• [EXTRACT]
When she entered the 2011 Miss Plus America beauty pageant — the premier national pageant competition for plus-size women of every age—Michelle Anderson became the first out HIV-positive woman to compete for a national pageant title. And when she walked away with a crown, she became the world’s reigning HIV-positive beauty queen.
A survivor of childhood sexual abuse, Anderson was pregnant at 15 and by her 20s a suicidal drug user who lost custody of her two children and ended up in rehab, where she was offered an HIV test. She decided to get the test, as she “thought HIV was a gay white man’s disease and black women didn’t get it,” she told HIV Positive magazine.
Although she learned then that she was HIV-positive, she didn’t seek treatment until her own daughter gave birth. Having a grandchild was the impetus Anderson needed to turn her life around.

• [TASK 1]
Answer these questions using the passage about Michelle Anderson:
(a) In what year did Anderson enter the Miss Plus America pageant?
(b) How old was Anderson when she was pregnant?
(c) What gave Anderson the impetus to turn her life around?
• [TASK 2]
Rewrite the part of the passage about Michelle Anderson starting with "When she entered" and going on through "HIV Positive magazine.", replacing "rehab" with "a recovery program".
• [TASK 3]
Continue the passage about Michelle Anderson from the point where it stops.
The listing that follows is separate material, unrelated to the passage about Michelle Anderson.

• [GIVEN ENTRIES]
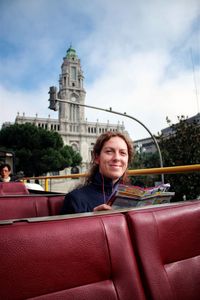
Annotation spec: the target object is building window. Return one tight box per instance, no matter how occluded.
[71,67,76,80]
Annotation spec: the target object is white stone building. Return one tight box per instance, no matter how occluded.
[15,47,128,172]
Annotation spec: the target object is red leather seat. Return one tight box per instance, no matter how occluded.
[127,201,200,300]
[0,182,29,195]
[0,214,145,300]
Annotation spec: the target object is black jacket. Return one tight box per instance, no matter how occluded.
[61,172,118,214]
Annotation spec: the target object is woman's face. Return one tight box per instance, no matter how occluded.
[1,167,11,179]
[95,136,128,183]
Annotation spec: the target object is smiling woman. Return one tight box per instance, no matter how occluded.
[61,132,133,214]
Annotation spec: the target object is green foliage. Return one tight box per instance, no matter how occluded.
[159,116,200,199]
[0,123,82,176]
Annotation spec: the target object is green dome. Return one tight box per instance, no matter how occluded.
[66,46,77,58]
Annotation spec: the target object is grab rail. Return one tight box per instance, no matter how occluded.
[23,164,200,191]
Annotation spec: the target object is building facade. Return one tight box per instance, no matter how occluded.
[15,47,128,172]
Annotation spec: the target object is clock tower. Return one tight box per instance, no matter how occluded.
[58,46,86,132]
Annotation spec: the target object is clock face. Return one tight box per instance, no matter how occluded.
[71,96,76,102]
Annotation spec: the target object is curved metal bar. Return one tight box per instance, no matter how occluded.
[56,98,164,183]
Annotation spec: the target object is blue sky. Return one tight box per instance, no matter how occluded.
[0,0,200,139]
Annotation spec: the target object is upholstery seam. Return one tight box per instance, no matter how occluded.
[152,212,176,298]
[100,218,119,300]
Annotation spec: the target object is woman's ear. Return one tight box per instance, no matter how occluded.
[94,155,99,165]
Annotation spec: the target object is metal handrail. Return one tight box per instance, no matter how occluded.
[23,164,200,191]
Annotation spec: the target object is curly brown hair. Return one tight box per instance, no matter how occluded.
[86,131,134,184]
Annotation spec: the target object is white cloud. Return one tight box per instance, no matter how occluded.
[0,0,200,139]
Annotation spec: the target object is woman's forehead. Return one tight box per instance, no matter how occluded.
[103,136,128,150]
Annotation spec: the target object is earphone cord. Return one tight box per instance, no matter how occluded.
[101,174,106,203]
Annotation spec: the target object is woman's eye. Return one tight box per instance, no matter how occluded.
[121,152,127,156]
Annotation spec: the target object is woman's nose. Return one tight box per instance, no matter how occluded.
[113,152,120,160]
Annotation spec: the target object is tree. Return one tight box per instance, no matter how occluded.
[0,123,82,176]
[159,116,200,199]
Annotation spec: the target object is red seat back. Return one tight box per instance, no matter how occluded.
[127,201,200,300]
[0,215,144,300]
[0,182,29,195]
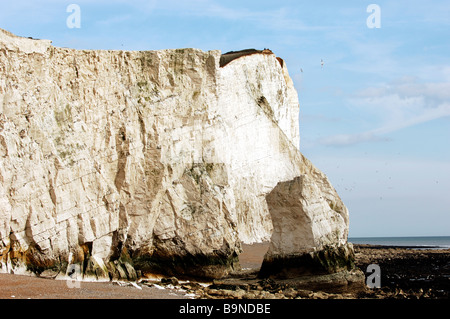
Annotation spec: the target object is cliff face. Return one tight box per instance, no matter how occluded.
[0,29,348,279]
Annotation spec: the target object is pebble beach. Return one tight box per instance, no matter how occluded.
[0,244,450,299]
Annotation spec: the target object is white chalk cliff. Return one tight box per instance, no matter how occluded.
[0,29,348,279]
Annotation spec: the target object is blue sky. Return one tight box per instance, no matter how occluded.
[0,0,450,237]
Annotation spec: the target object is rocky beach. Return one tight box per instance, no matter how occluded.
[0,244,450,300]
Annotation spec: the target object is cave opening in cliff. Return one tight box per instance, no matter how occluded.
[239,242,270,271]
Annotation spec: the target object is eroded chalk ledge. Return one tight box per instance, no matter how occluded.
[258,244,365,292]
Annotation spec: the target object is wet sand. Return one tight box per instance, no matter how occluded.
[0,274,189,299]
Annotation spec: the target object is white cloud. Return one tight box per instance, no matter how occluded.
[319,77,450,146]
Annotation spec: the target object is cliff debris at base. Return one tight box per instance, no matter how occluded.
[0,30,352,280]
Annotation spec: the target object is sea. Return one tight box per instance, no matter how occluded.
[348,236,450,249]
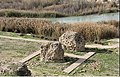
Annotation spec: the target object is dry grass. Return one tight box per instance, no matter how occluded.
[0,18,118,41]
[0,0,119,16]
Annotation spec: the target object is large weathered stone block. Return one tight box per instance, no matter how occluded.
[40,41,64,61]
[59,31,85,51]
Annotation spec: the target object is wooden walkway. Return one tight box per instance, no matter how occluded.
[0,35,119,49]
[63,52,95,73]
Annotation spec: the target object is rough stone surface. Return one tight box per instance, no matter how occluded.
[0,63,31,76]
[59,31,85,51]
[40,41,64,61]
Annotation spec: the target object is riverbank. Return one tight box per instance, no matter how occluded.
[0,18,119,41]
[0,0,120,18]
[0,33,119,76]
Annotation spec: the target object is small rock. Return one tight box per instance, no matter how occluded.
[0,63,31,76]
[40,41,64,61]
[59,31,85,51]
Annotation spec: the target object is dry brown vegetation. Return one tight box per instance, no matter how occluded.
[0,0,119,17]
[0,18,119,41]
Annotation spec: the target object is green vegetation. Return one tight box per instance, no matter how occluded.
[0,18,119,41]
[0,0,119,18]
[0,38,119,76]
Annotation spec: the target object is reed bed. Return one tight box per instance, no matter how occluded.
[0,9,67,18]
[0,0,119,17]
[0,18,119,41]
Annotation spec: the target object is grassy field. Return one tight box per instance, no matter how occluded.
[0,0,119,18]
[0,18,119,41]
[0,33,119,76]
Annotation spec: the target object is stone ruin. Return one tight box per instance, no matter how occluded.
[59,31,85,51]
[40,41,64,61]
[0,63,31,76]
[0,31,85,76]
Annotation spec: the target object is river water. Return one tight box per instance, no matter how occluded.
[49,12,119,23]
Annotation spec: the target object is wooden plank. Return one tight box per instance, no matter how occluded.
[63,52,95,73]
[64,53,83,58]
[19,51,40,63]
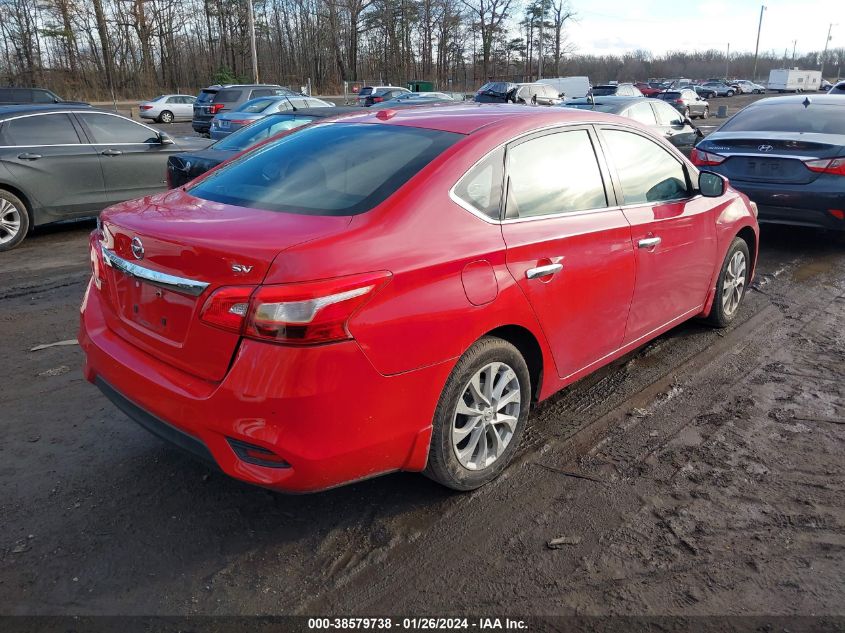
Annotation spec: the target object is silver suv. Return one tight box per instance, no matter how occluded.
[191,84,299,135]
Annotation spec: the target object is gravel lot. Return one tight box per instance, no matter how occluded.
[0,90,845,616]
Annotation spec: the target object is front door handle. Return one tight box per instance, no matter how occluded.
[637,237,663,248]
[525,264,563,279]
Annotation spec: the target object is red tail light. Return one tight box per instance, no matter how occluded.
[804,158,845,176]
[690,149,725,167]
[200,271,391,345]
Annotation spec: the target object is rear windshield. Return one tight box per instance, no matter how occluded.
[214,90,243,103]
[238,97,279,113]
[190,123,461,216]
[720,101,845,134]
[214,114,314,152]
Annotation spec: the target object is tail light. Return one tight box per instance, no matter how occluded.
[804,158,845,176]
[200,271,391,345]
[690,148,725,167]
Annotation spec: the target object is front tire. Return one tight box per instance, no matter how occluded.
[0,189,29,252]
[424,336,531,491]
[707,237,751,328]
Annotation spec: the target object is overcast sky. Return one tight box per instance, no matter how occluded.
[569,0,845,57]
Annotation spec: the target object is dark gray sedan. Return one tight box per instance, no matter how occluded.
[563,96,701,155]
[0,105,209,251]
[691,95,845,231]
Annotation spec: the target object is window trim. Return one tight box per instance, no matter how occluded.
[595,123,701,210]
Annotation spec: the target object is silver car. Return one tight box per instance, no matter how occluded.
[209,96,334,140]
[138,95,197,123]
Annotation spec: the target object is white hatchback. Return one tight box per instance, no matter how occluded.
[138,95,197,123]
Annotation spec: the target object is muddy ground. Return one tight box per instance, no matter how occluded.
[0,214,845,615]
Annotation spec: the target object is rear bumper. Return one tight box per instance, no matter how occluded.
[79,287,452,492]
[730,176,845,231]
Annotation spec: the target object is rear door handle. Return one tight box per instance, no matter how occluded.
[637,237,663,248]
[525,264,563,279]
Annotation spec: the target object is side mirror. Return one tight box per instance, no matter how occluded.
[698,171,727,198]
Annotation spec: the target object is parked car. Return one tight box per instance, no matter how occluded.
[191,84,301,134]
[0,104,208,251]
[701,81,737,97]
[167,106,361,188]
[0,87,88,106]
[209,96,335,141]
[692,95,845,231]
[563,96,703,156]
[357,86,411,107]
[589,83,643,97]
[79,106,758,492]
[656,88,710,119]
[730,79,766,95]
[138,95,197,123]
[473,81,563,105]
[692,84,716,99]
[634,81,660,97]
[827,81,845,95]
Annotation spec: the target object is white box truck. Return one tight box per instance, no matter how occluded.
[768,68,822,92]
[537,77,590,99]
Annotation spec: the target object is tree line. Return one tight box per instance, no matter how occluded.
[0,0,845,100]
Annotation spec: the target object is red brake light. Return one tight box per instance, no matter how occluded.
[244,271,391,345]
[690,148,725,167]
[200,286,255,332]
[804,158,845,176]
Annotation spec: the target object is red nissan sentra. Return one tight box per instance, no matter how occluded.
[79,105,758,491]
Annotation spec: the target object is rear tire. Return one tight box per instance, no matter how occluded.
[707,237,751,328]
[424,336,531,491]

• [WRITTEN ANSWER 1]
(a) 2011
(b) 15
(c) Having a grandchild

• [WRITTEN ANSWER 2]
When she entered the 2011 Miss Plus America beauty pageant — the premier national pageant competition for plus-size women of every age—Michelle Anderson became the first out HIV-positive woman to compete for a national pageant title. And when she walked away with a crown, she became the world’s reigning HIV-positive beauty queen.
A survivor of childhood sexual abuse, Anderson was pregnant at 15 and by her 20s a suicidal drug user who lost custody of her two children and ended up in a recovery program, where she was offered an HIV test. She decided to get the test, as she “thought HIV was a gay white man’s disease and black women didn’t get it,” she told HIV Positive magazine.

• [WRITTEN ANSWER 3]
She entered the 2010 and 2011 Miss Texas Plus America pageants, competing as an openly HIV-positive contestant, then won at the national level in Miss Plus America, receiving the Ms. Plus America title, one of several the pageant bestows.
“I just didn’t win that night,” Anderson has often said. “Every HIV-positive woman won that night!”
Anderson has used her title to raise awareness about HIV and the stigma around it, especially among women of color, as part of the CDC’s “Let’s Stop HIV Together” campaign. Working at the Afiya Center in Dallas, Anderson is also cochair of the Campaign to End AIDS Texas, a board member for the ADAP Advocacy Association, and a member of the Ryan White Consumer Council Committee.